AIM OF THE TASK = The records beneath should be printed exactly, and the pictures are to be left out.

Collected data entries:
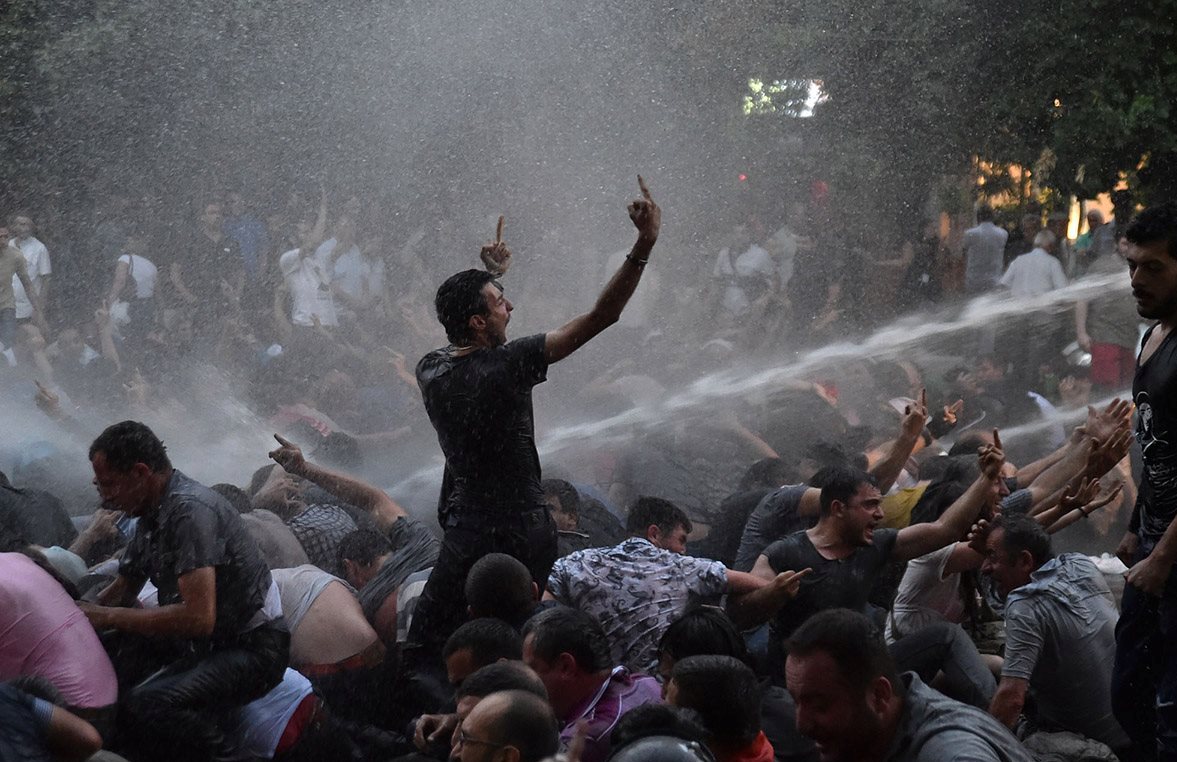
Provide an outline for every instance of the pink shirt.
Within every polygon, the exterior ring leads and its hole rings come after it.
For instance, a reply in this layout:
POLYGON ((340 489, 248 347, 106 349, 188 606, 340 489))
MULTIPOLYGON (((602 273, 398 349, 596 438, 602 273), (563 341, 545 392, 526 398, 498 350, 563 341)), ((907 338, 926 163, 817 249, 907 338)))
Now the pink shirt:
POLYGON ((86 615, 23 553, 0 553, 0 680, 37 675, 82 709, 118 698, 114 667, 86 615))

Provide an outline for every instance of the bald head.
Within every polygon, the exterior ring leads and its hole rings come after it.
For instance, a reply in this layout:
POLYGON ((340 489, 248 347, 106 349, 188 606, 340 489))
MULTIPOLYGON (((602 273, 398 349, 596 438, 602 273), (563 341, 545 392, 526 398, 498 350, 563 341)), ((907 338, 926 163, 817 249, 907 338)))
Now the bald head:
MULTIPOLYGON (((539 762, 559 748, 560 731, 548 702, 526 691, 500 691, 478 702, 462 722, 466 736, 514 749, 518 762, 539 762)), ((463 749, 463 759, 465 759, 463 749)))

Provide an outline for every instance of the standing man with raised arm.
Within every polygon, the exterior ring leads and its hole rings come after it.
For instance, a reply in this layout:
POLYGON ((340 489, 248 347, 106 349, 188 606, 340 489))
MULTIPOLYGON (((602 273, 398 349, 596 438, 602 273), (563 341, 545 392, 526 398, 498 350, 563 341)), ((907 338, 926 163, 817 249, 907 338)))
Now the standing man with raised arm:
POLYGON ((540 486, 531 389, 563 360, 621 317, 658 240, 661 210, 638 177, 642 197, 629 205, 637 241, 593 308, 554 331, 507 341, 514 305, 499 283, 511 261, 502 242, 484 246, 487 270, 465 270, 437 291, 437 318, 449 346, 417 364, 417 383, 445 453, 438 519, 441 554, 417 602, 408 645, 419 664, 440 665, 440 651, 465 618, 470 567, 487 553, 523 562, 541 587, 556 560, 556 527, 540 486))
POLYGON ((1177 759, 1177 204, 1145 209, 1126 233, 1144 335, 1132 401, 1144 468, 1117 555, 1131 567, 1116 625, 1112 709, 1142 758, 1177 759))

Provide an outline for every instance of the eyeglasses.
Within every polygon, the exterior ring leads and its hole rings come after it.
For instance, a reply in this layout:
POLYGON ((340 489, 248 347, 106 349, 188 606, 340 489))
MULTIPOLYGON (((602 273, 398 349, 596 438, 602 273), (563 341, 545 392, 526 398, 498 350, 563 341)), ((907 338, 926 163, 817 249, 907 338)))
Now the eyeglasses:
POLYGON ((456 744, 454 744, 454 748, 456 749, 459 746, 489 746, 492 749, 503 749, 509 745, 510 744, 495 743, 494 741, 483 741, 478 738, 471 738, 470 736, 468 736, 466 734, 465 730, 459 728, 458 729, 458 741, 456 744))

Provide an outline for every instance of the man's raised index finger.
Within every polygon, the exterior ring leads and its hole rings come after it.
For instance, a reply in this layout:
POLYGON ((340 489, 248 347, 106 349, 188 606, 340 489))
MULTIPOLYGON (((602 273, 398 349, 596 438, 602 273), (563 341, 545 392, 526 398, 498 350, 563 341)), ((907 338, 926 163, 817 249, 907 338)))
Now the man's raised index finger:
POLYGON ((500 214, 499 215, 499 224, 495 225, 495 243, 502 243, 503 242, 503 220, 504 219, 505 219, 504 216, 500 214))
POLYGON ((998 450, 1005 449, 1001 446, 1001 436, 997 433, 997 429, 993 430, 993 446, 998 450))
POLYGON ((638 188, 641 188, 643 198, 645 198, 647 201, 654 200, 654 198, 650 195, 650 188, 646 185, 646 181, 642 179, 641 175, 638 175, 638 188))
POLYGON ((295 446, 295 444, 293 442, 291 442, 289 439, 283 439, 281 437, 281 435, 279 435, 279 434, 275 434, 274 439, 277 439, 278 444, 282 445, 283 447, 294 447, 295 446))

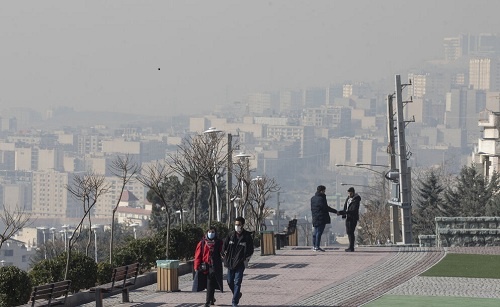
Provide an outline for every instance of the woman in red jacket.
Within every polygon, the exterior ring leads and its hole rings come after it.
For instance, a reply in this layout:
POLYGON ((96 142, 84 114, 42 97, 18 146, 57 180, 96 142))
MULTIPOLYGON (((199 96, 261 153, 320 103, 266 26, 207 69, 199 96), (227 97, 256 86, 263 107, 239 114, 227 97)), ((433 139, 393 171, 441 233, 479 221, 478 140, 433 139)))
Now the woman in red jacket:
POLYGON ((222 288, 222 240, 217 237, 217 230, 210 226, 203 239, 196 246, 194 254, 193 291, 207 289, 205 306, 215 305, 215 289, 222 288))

FINISHED TASK =
Provide an outline for every instance of the pink shirt.
Within every polygon, the exterior ring leads and its hole rings come after it.
For instance, a reply in this layout:
POLYGON ((340 489, 248 347, 106 349, 188 606, 340 489))
MULTIPOLYGON (((602 273, 398 349, 596 438, 602 273), (563 341, 545 392, 526 398, 498 350, 563 341)), ((907 338, 926 163, 817 249, 907 338)))
Now the pink shirt:
POLYGON ((86 615, 23 553, 0 553, 0 680, 37 675, 82 709, 118 698, 114 667, 86 615))

Provide an outline for every instance of the bald head.
Within every polygon, the exterior ring leads and its hole rings come after it.
For instance, a reply in this layout:
POLYGON ((340 489, 248 347, 106 349, 188 606, 340 489))
MULTIPOLYGON (((602 273, 398 349, 596 438, 602 273), (563 341, 545 392, 526 398, 498 350, 563 341)), ((907 338, 926 163, 817 249, 907 338)))
Now the bald head:
MULTIPOLYGON (((539 762, 559 748, 560 731, 548 702, 526 691, 500 691, 478 702, 462 722, 466 736, 514 749, 518 762, 539 762)), ((463 749, 463 759, 465 759, 463 749)))

Provide an outline for every instance of the standing man with raised arm.
Within every polygon, the exterior ring leads and its hole rings come after it.
For instance, a reply in this layout:
POLYGON ((340 489, 248 347, 106 349, 188 606, 340 489))
MULTIPOLYGON (((602 273, 398 349, 596 438, 602 273), (563 341, 545 392, 526 398, 498 350, 563 341)), ((907 338, 926 163, 817 249, 907 338)))
Now the standing man with raised arm:
POLYGON ((540 486, 531 389, 563 360, 621 317, 658 240, 661 210, 638 177, 642 197, 629 205, 637 241, 593 308, 554 331, 507 341, 514 305, 499 283, 511 261, 502 242, 484 246, 487 270, 465 270, 437 291, 437 318, 449 346, 417 364, 417 383, 445 453, 438 519, 441 554, 417 602, 408 645, 419 664, 440 665, 440 651, 465 618, 470 567, 487 553, 523 562, 541 587, 556 560, 556 527, 540 486))
POLYGON ((1177 759, 1177 204, 1145 209, 1126 233, 1144 335, 1132 401, 1144 468, 1117 555, 1131 567, 1116 625, 1112 709, 1142 758, 1177 759))

Provide an outline for every instance of the eyeglasses.
Within every polygon, the exterior ring leads and its hole rings come after it.
For instance, a reply in this layout:
POLYGON ((340 489, 248 347, 106 349, 188 606, 340 489))
MULTIPOLYGON (((602 273, 398 349, 596 438, 602 273), (563 341, 545 392, 526 398, 498 350, 563 341)), ((907 338, 926 163, 817 249, 907 338)))
Now the eyeglasses:
POLYGON ((456 744, 454 744, 454 748, 456 749, 459 746, 489 746, 492 749, 503 749, 509 745, 510 744, 495 743, 494 741, 483 741, 478 738, 471 738, 470 736, 468 736, 466 734, 465 730, 459 728, 458 729, 458 741, 456 744))

Provide an outline for every instance of the man's raised index finger.
Within every polygon, the exterior ring leads and its hole rings come after it.
For instance, a reply in this layout:
POLYGON ((340 489, 248 347, 106 349, 188 606, 340 489))
MULTIPOLYGON (((602 273, 398 349, 596 438, 602 273), (563 341, 545 392, 526 398, 498 350, 563 341)), ((907 338, 926 163, 817 249, 907 338)))
Now the man's raised index finger:
POLYGON ((500 214, 499 215, 499 224, 495 225, 495 243, 502 243, 503 242, 503 220, 504 219, 505 219, 504 216, 500 214))
POLYGON ((998 450, 1005 449, 1001 446, 1001 436, 997 433, 997 429, 993 430, 993 446, 998 450))
POLYGON ((638 188, 641 188, 643 198, 645 198, 647 201, 654 200, 654 198, 650 195, 650 188, 646 185, 646 181, 642 179, 641 175, 638 175, 638 188))
POLYGON ((295 446, 295 444, 293 442, 291 442, 289 439, 283 439, 281 437, 281 435, 279 435, 279 434, 275 434, 274 439, 277 439, 278 444, 282 445, 283 447, 294 447, 295 446))

Provide an outline for every instance of the woman in red jacket.
Within every polygon, the exterior ring leads and its hole rings come after it.
For instance, a reply in this layout:
POLYGON ((96 142, 84 114, 42 97, 18 146, 57 180, 96 142))
MULTIPOLYGON (((199 96, 261 153, 320 103, 266 26, 207 69, 199 96), (227 97, 256 86, 263 107, 239 114, 227 97)), ((433 139, 393 171, 441 233, 479 221, 478 140, 433 139)))
Now the woman in red jacket:
POLYGON ((222 288, 222 240, 217 237, 217 230, 210 226, 203 239, 196 246, 194 254, 193 291, 207 289, 205 306, 215 305, 215 289, 222 288))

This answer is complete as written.